Copy every entry below word for word, leaving out the picture.
※ ※ ※
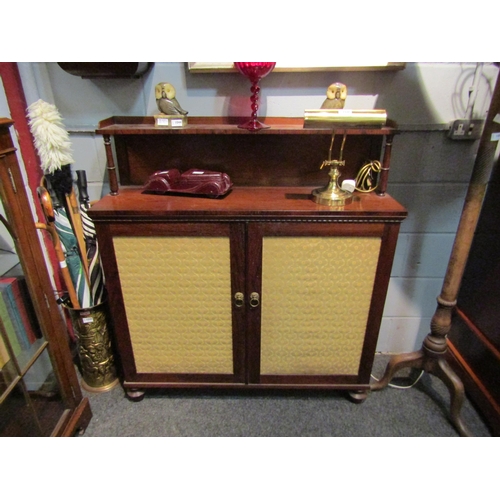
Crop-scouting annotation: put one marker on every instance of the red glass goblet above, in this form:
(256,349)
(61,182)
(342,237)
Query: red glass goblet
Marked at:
(254,72)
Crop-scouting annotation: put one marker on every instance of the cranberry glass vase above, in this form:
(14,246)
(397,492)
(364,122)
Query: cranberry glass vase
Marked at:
(254,72)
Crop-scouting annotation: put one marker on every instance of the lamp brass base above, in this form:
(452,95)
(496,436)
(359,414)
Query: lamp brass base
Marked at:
(331,197)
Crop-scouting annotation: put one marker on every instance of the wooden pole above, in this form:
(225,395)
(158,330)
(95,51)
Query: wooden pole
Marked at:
(432,355)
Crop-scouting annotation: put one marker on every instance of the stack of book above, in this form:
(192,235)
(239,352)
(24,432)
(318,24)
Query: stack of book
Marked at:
(18,317)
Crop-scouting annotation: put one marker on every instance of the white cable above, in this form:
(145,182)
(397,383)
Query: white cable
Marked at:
(473,91)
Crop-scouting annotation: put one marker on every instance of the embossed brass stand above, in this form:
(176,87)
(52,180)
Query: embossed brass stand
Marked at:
(95,351)
(432,355)
(332,194)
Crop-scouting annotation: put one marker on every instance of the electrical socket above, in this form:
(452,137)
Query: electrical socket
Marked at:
(465,129)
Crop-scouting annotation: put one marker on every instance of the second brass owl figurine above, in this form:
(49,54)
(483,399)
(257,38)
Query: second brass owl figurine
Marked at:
(166,101)
(336,94)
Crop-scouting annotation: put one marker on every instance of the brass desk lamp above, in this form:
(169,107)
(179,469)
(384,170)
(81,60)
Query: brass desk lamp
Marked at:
(332,194)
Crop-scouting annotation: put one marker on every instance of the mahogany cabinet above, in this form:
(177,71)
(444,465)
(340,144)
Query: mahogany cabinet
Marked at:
(262,288)
(40,393)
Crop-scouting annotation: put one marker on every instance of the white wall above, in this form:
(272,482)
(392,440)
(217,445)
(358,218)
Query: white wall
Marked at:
(429,172)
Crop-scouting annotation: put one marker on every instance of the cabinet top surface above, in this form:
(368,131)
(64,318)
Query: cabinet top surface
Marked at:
(244,202)
(138,125)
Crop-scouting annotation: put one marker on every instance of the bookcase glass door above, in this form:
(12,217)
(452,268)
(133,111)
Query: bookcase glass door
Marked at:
(31,404)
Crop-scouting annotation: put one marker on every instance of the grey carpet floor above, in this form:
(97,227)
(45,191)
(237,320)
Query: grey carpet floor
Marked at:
※ ※ ※
**Solution to this task**
Crop-scouting annotation: put one marker on every instance of the red glass goblet above, in this form:
(256,349)
(61,182)
(342,237)
Query: red glass goblet
Marked at:
(254,72)
Crop-scouting annotation: put one marker on every instance of the cranberry glass vase above, in this form:
(14,246)
(397,492)
(364,122)
Query: cranberry glass vase
Marked at:
(254,72)
Crop-scouting annotation: put one marker on every instance of the lamp brass base above, in this form:
(452,95)
(496,436)
(359,414)
Query: lamp brass base
Marked at:
(331,197)
Crop-scouting annotation: put one marker on every instance of the wooden pole above, in this form:
(225,395)
(158,330)
(95,51)
Query: wooden pole
Marked at:
(432,355)
Crop-scouting annotation: put one marker on every instance of the stack of book above, in this form:
(192,235)
(239,352)
(24,432)
(318,24)
Query: stack of book
Marked at:
(18,317)
Crop-scouting annotation: put one marker on every instance of the white cable above, in this form:
(145,182)
(397,383)
Query: white cable
Marked at:
(473,91)
Crop-scouting annotation: put one marker on every instance of the embossed brass stand above, in this form:
(176,87)
(52,180)
Query: embossed brass stand
Marked at:
(95,351)
(432,355)
(332,194)
Crop-scouting annotation: put one marker on every instance of the electrical socket above, in this form:
(452,137)
Query: electrical socket
Marked at:
(465,129)
Crop-scouting annotation: put one marker on every instance of the second brass owl figurine above, in this form:
(49,54)
(483,399)
(257,38)
Query: second brass owl figurine
Marked at:
(166,101)
(336,94)
Crop-scouting annotation: put one marker on every instance of the brass desk lamp above, in this form:
(169,107)
(179,469)
(384,170)
(81,60)
Query: brass desk lamp
Marked at:
(332,194)
Crop-scouting annotation: put one marker on every instance of the mahogany cabinet above, in this form:
(177,71)
(444,465)
(340,144)
Query: mahogany cabinet
Marked at:
(262,288)
(40,393)
Crop-scouting annotation: put one marker on every instance of the white wall above, in this form:
(272,482)
(392,440)
(217,445)
(358,218)
Query: white wall
Marked at:
(429,172)
Crop-scouting annotation: put one marker on every instance of the cabinet top surface above, in this form:
(368,131)
(64,318)
Query: cabinet top surface
Marked at:
(244,202)
(138,125)
Crop-scouting annotation: put one marker on every instance of the bookcase glass door above, in this form:
(12,217)
(452,268)
(133,111)
Query: bookcase glass door
Marked at:
(31,404)
Crop-scouting annotation: put one marker on every instance of the grey carpet floor above, in this form:
(97,227)
(45,191)
(237,320)
Query: grey carpet floor
Marked at:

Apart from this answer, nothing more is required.